Traditional gradient descent-based algorithms used to solve the above problem often require adjusting all parameters during the iterative process, but in ELM, once the input weights $W_j$ and bias $b_j$ are determined, the output of the hidden layer neurons is uniquely determined. Therefore, the ELM training problem can be transformed into a linear system $H\beta =T$ solution problem, and the weights $\beta$ can be uniquely determined:

$$\beta =H^{+}T,$$

(22)

where $H^{+}$ is the Moore–Penrose generalized inverse matrix of the matrix $H$.

The performance of ELM for preclassification is evaluated by precision, which is calculated as shown below:

$$P_i=\frac{N_t}{N_i},$$

(23)

where $N_i$ denotes the number of samples classified as $i$ intervals, $N_t$ denotes the number of samples in $N_i$ that are correctly classified.

3.2. Convolutional Neural Network Model

Considering the estimation accuracy and time–space complexity, a parallel convolutional neural network [25] is designed, and its model is shown in Figure 5 below:

The “de-multipath” covariance matrix obtained from CAE and the angle classification obtained from ELM are input to the parallel convolutional neural network model in Figure 5, and the covariance matrix is input to the corresponding convolutional neural network by judging the angle category to output the estimated angle. The three parallel convolutional neural networks CNN1, CNN2, and CNN3 have the same convolutional structure, which are three convolutional layers connected with a pooling layer and finally connected with three fully connected layers; the size of the convolutional kernel is 3 × 3, the activation function is the ReLU function, the pooling layer adopts the maximum pooling criterion, the size is 2 × 2, and the depth of fully connected layer is 3. To make the output more streamlined and intuitive, CNN1, CNN2, and CNN3 are designed according to the regression problem model, and the output of the convolutional neural network is the DOA estimate, and the loss function of each convolutional neural network model is the mean-square error function, i.e.,

$$f_{mse\_loss}={\left({\theta }_d^{\prime }-{\theta }_d\right)}^2,$$

(24)

=== Extracted material ===
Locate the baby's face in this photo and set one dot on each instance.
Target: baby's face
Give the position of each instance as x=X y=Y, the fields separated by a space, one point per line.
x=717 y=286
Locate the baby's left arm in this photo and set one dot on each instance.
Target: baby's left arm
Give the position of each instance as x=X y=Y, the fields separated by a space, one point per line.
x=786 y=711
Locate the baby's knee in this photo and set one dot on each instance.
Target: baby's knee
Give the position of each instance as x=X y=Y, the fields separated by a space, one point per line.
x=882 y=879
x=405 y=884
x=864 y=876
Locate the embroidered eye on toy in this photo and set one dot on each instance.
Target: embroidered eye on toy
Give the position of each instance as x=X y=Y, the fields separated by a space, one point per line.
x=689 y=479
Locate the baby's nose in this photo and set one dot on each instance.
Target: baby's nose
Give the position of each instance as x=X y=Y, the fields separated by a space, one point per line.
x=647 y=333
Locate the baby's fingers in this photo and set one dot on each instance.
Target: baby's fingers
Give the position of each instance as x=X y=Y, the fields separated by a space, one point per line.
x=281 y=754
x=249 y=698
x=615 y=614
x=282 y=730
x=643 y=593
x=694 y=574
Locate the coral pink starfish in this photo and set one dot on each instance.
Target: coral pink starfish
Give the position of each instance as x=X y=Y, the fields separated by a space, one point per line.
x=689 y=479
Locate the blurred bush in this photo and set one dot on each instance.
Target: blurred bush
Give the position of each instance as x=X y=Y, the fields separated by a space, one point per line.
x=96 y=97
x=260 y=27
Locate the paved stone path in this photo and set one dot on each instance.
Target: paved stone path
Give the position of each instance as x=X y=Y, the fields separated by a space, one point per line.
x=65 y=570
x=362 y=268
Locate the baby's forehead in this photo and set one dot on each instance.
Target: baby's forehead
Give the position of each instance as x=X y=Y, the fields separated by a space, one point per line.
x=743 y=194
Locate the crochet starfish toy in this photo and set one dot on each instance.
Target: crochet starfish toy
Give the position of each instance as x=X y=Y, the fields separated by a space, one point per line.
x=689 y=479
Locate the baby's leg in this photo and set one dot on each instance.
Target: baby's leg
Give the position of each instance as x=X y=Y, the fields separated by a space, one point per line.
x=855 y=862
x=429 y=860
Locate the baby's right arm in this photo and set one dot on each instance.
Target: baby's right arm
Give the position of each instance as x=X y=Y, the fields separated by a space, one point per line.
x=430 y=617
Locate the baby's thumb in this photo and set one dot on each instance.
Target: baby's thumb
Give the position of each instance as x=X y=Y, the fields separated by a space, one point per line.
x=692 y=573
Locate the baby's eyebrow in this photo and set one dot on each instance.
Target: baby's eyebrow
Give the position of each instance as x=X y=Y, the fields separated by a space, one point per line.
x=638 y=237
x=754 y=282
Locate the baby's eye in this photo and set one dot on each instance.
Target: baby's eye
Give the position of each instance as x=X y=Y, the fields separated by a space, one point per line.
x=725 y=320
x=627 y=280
---
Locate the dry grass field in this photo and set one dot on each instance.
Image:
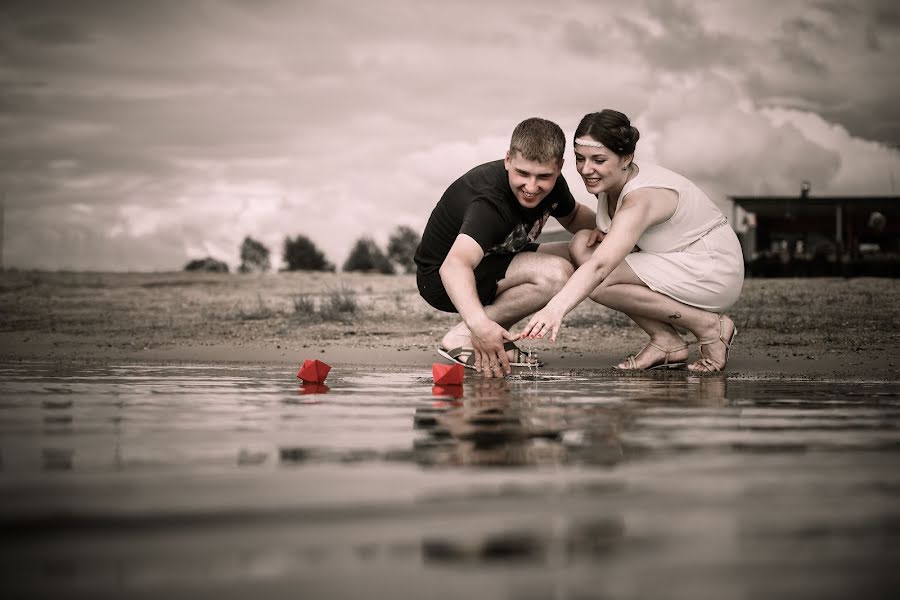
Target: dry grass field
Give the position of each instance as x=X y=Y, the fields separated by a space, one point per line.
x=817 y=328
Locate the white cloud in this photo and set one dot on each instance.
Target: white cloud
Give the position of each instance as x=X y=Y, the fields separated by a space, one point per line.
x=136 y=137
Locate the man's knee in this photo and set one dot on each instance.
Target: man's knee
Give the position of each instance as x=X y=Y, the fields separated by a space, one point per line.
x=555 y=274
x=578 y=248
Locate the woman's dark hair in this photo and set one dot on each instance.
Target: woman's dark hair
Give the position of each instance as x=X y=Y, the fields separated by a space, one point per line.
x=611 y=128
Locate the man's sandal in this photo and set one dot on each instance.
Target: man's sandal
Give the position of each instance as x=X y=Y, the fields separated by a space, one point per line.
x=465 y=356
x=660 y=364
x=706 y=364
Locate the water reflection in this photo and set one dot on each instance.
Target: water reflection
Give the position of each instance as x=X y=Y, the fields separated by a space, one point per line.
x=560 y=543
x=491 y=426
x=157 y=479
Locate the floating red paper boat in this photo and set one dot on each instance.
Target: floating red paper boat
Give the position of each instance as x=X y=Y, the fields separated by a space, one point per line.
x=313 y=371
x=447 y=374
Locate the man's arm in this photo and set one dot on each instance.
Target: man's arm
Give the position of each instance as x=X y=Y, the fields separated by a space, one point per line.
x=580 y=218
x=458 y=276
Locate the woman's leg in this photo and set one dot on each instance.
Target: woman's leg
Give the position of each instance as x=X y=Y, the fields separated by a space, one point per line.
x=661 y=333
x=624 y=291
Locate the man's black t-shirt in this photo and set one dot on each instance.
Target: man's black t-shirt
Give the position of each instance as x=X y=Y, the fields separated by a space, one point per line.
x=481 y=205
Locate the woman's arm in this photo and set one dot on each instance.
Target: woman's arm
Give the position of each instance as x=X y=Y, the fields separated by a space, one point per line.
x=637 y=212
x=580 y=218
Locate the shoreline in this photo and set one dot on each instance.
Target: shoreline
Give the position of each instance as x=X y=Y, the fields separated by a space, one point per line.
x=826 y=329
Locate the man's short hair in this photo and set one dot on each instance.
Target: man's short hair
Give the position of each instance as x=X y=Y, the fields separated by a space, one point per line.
* * *
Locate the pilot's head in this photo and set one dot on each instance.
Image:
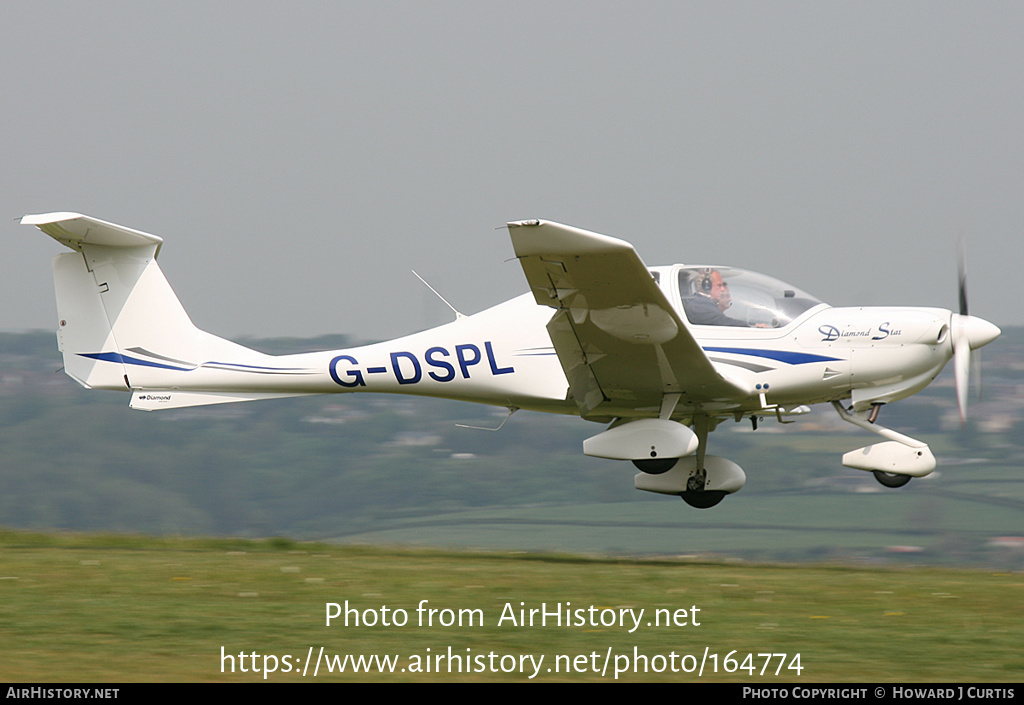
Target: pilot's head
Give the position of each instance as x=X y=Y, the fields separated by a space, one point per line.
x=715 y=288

=== What you will do ===
• 1. Please list the names the passage on ELM and convolutional networks gives to the parallel convolutional neural networks.
• 2. Which activation function does the passage on ELM and convolutional networks specify for the parallel networks?

=== Solution set ===
• 1. CNN1, CNN2, CNN3

• 2. The ReLU function.